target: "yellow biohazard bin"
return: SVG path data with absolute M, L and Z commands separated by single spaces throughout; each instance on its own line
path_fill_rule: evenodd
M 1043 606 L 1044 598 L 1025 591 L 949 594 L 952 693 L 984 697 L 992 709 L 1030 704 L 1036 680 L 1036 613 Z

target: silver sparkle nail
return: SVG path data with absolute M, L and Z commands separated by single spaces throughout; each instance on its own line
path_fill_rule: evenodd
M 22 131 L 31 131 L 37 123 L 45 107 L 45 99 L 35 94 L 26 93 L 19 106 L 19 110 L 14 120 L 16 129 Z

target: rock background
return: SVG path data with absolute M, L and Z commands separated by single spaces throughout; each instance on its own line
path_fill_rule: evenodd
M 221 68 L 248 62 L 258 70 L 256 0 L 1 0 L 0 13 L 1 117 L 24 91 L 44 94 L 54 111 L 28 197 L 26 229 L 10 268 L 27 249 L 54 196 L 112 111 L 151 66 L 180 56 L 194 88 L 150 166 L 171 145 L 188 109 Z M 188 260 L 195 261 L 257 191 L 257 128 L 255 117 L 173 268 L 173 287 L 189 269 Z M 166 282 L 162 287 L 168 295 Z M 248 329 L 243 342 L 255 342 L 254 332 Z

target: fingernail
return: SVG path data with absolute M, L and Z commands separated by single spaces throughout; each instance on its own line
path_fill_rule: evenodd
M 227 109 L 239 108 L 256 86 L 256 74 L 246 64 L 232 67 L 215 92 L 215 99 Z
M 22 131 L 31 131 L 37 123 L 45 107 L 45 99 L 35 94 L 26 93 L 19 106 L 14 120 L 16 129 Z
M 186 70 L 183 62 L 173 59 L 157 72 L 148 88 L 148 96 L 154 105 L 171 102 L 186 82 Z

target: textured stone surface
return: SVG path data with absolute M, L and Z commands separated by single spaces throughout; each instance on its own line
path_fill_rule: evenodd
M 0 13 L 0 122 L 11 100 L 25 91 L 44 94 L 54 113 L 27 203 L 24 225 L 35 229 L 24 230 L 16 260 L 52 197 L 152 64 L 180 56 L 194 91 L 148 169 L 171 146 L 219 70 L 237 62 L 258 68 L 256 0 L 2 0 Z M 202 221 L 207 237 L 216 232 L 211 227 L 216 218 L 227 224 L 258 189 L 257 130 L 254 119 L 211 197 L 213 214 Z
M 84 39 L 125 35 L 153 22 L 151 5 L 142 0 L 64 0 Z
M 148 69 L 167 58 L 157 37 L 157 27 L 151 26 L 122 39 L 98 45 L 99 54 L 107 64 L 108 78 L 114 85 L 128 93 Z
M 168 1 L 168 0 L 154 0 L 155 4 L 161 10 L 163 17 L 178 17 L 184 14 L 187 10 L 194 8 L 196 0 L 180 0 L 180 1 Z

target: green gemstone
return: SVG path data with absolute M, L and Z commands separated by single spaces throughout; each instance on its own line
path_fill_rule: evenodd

==================================================

## PROBLEM TO WORK ON
Can you rewrite all the records above, swapping every "evenodd" for "nonzero" and leaving everything else untouched?

## IN RESPONSE
target: "yellow biohazard bin"
return: SVG path data with absolute M, L and Z commands separated by single spaces throughout; each instance on its own line
path_fill_rule: nonzero
M 1043 606 L 1044 598 L 1025 591 L 949 594 L 952 693 L 984 697 L 992 709 L 1030 704 L 1036 680 L 1036 613 Z

target: silver sparkle nail
return: SVG path data with absolute M, L and Z commands separated by single spaces throughout; each instance on its own line
path_fill_rule: nonzero
M 22 131 L 31 131 L 37 123 L 45 107 L 45 99 L 35 94 L 26 93 L 19 106 L 19 110 L 14 120 L 16 129 Z

target: rock background
return: SVG path data with absolute M, L and Z commands separated by single spaces throughout; each instance on its own line
path_fill_rule: nonzero
M 221 68 L 248 62 L 258 70 L 256 0 L 1 0 L 0 13 L 1 117 L 24 91 L 44 94 L 54 111 L 28 197 L 26 229 L 10 268 L 27 249 L 54 196 L 112 111 L 151 66 L 180 56 L 194 88 L 150 166 L 171 145 L 188 109 Z M 188 260 L 195 261 L 257 191 L 257 128 L 255 117 L 173 268 L 173 287 L 189 269 Z M 166 282 L 162 287 L 168 295 Z M 248 329 L 243 342 L 255 342 L 254 332 Z

target: fingernail
return: SVG path data with absolute M, L and Z commands separated by single spaces throughout; each instance on its own line
path_fill_rule: nonzero
M 227 109 L 239 108 L 256 86 L 256 74 L 246 64 L 232 67 L 215 92 L 215 99 Z
M 22 131 L 31 131 L 37 123 L 45 107 L 45 99 L 35 94 L 26 93 L 19 106 L 14 120 L 16 129 Z
M 186 70 L 183 62 L 173 59 L 157 72 L 148 88 L 148 96 L 154 105 L 171 102 L 186 82 Z

target: textured stone surface
return: SVG path data with absolute M, L and Z commands separated by single spaces throughout; each instance on its own line
path_fill_rule: nonzero
M 0 13 L 0 122 L 11 100 L 25 91 L 44 94 L 54 113 L 27 203 L 24 225 L 35 229 L 24 230 L 16 260 L 52 197 L 152 64 L 180 56 L 194 91 L 148 169 L 171 146 L 219 70 L 237 62 L 258 68 L 256 0 L 2 0 Z M 202 221 L 207 237 L 216 232 L 211 227 L 216 218 L 227 224 L 258 189 L 257 130 L 254 119 L 211 197 L 213 214 Z
M 84 39 L 125 35 L 153 22 L 151 5 L 142 0 L 64 0 Z
M 148 69 L 167 58 L 157 37 L 157 27 L 151 26 L 122 39 L 98 45 L 99 54 L 107 64 L 108 78 L 114 85 L 128 93 Z
M 168 1 L 168 0 L 154 0 L 155 4 L 161 10 L 163 17 L 178 17 L 184 14 L 187 10 L 194 8 L 196 0 L 180 0 L 180 1 Z

target: green gemstone
return: SVG path data with absolute M, L and Z commands separated by single spaces throughout; each instance on its own line
path_fill_rule: nonzero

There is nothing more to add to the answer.